[[ RECORDS TO PROCESS open ]]
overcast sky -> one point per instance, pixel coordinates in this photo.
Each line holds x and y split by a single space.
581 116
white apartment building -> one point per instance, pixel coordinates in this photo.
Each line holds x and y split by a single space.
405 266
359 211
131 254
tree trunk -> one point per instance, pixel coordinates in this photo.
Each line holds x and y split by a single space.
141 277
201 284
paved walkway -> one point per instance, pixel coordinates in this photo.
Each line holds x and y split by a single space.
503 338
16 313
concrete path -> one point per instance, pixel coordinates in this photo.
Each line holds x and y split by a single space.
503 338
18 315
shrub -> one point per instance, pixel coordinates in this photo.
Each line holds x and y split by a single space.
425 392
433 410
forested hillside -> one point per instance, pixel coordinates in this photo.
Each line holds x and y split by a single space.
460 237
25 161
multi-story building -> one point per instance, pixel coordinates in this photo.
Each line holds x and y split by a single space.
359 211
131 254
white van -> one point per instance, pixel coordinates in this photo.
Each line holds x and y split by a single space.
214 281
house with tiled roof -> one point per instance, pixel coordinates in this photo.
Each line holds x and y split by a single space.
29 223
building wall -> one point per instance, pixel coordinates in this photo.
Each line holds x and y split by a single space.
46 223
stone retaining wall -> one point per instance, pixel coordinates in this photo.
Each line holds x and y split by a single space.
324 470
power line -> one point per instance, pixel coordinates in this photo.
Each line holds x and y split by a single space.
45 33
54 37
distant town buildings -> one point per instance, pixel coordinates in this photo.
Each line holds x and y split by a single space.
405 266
[[ RECORDS TO PROCESS closed ]]
[[ RECORDS TO PROCESS open ]]
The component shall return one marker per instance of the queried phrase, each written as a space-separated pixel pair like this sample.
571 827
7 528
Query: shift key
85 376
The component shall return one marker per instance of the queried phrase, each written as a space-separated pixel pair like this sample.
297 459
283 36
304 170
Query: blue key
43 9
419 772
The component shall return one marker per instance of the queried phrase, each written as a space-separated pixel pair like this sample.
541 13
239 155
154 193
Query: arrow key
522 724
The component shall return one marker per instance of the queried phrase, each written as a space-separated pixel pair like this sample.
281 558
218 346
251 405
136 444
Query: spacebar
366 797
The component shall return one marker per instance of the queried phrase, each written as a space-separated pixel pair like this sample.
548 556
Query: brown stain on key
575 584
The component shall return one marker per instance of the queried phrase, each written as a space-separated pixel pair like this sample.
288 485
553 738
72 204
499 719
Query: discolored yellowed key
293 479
[[ RECORDS TO PROCESS closed ]]
*EXERCISE OBJECTIVE*
Lines with the word "wall" in them should be copied from the preceding records.

*RESULT FOR THIS EXERCISE*
building wall -> one point per instance, pixel coordinates in this photo.
stone retaining wall -> one point per instance, pixel coordinates in this photo.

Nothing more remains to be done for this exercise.